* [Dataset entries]
_ _ _ _ _

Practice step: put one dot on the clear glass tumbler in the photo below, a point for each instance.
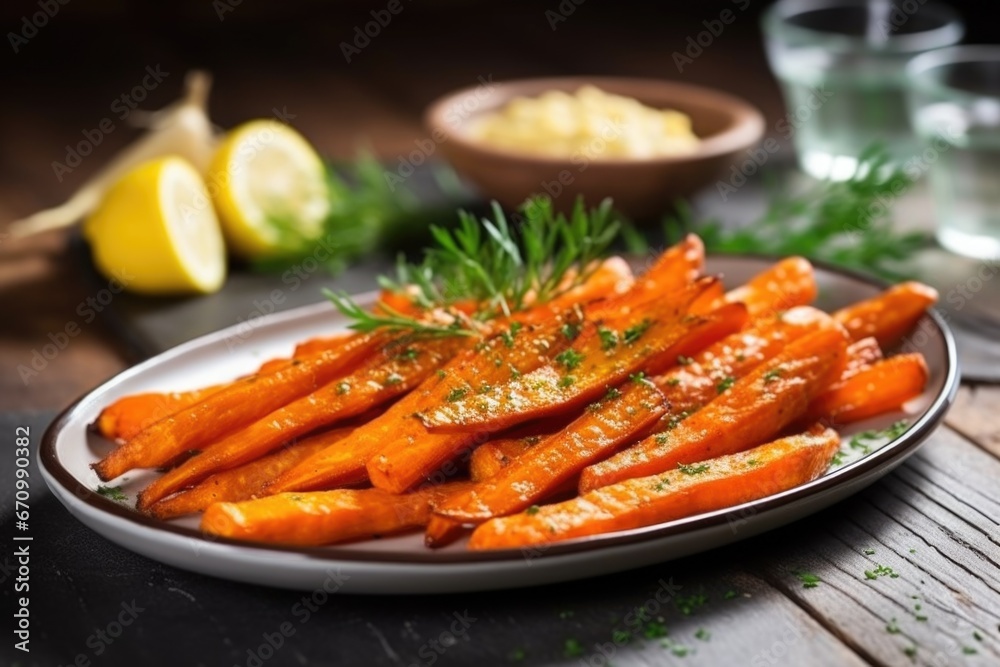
(954, 99)
(841, 67)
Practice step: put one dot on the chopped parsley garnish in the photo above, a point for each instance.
(881, 571)
(572, 648)
(634, 333)
(808, 579)
(456, 394)
(114, 493)
(570, 358)
(772, 375)
(609, 338)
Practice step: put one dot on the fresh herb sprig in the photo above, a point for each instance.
(500, 266)
(845, 223)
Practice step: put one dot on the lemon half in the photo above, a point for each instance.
(269, 188)
(157, 233)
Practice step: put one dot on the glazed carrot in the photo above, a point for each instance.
(860, 355)
(324, 517)
(641, 340)
(126, 417)
(755, 408)
(786, 284)
(399, 434)
(890, 315)
(882, 387)
(232, 408)
(380, 378)
(622, 416)
(246, 481)
(681, 492)
(489, 458)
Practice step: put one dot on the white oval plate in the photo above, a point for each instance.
(401, 564)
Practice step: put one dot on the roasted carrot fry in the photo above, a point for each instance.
(788, 283)
(324, 517)
(882, 387)
(890, 315)
(623, 415)
(757, 407)
(126, 417)
(380, 379)
(399, 434)
(234, 407)
(701, 487)
(489, 458)
(246, 481)
(597, 359)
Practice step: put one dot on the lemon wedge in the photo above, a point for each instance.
(269, 188)
(156, 232)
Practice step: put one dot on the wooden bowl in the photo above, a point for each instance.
(640, 187)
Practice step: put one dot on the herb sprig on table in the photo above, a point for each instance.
(499, 266)
(845, 223)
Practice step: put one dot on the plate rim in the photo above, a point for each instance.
(885, 457)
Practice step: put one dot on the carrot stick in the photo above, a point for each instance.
(597, 359)
(324, 517)
(882, 387)
(703, 487)
(126, 417)
(623, 415)
(399, 435)
(245, 481)
(232, 408)
(784, 285)
(754, 409)
(380, 378)
(890, 315)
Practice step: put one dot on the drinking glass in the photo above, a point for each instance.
(841, 65)
(954, 101)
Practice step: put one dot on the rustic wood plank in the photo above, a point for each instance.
(975, 415)
(934, 522)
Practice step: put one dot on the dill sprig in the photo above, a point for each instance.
(391, 320)
(846, 223)
(501, 265)
(505, 265)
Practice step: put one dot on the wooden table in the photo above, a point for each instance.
(934, 521)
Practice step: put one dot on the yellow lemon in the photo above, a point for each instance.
(156, 231)
(269, 188)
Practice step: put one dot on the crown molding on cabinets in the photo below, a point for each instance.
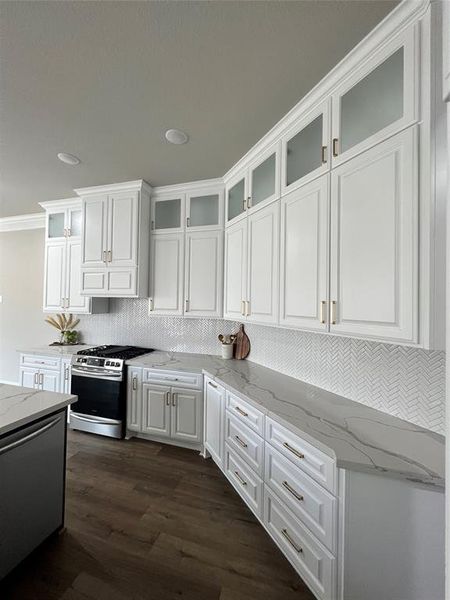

_ _ _ _ _

* [Problem requirements] Leave out the pictures and set down all of the data exactly.

* [Reply]
Practice step: put one dot on the clear glass tumbler in the photo below, a point for each instance.
(954, 99)
(841, 67)
Practice step: put one dot on the chopped parsley garnish in the photo above, a point for each instance.
(881, 571)
(572, 648)
(634, 333)
(808, 579)
(456, 394)
(114, 493)
(570, 358)
(772, 375)
(609, 338)
Practice step: put one dot on the fresh herb sprig in the photo above, a point for each instance.
(500, 266)
(845, 223)
Practice step: put one dot on the lemon half in the photo above, a point for each instance.
(269, 188)
(157, 233)
Practice step: put one dot on the glazed carrot in the photo above, a point for each instance.
(860, 355)
(324, 517)
(641, 340)
(126, 417)
(755, 408)
(786, 284)
(399, 434)
(890, 315)
(882, 387)
(232, 408)
(380, 378)
(622, 416)
(246, 481)
(681, 492)
(489, 458)
Practice step: put one dot on the white oval plate in the photo above, a point for each instance.
(401, 564)
Practice step: put one dot on the roasted carrot fry in the photo above, a point for each instance.
(788, 283)
(324, 517)
(882, 387)
(890, 315)
(623, 415)
(757, 407)
(126, 417)
(380, 379)
(399, 434)
(234, 407)
(701, 487)
(489, 458)
(246, 481)
(597, 359)
Practice step: put one dot on the lemon wedge in the photo above, a point for each instance.
(269, 188)
(156, 232)
Practice step: put one dot on the wooden bowl in the photo above, a point for each instance.
(640, 187)
Practice step: put one dot on the herb sprig on table in the photo above, a point for each instance.
(499, 266)
(845, 223)
Practice step: put one dot on the plate rim in the photo above, a point for each instance.
(885, 457)
Practice step: put one dot on the carrot stick in the photo above, a point for each instance.
(597, 359)
(324, 517)
(882, 387)
(703, 487)
(126, 417)
(623, 415)
(399, 435)
(245, 481)
(232, 408)
(784, 285)
(754, 409)
(380, 378)
(890, 315)
Practice step: put one dot on the drinking glass in the photo above, a point for each instance.
(841, 65)
(954, 101)
Practice step: put one dot on the rustic wood plank in the photo above, a point for each instance.
(975, 415)
(934, 522)
Practice step: put one dot on the dill sprig in the photo above, a point for each instance.
(391, 320)
(846, 223)
(501, 265)
(505, 265)
Practice step: put one dot on the wooden table in the photo above, a point for each instance.
(934, 521)
Practice step: put one dot on the yellow lemon in the photo above, a point for each instance.
(156, 231)
(269, 188)
Practice step: put one dot on the crown molding on cabinets in the photo below, a point for each instance.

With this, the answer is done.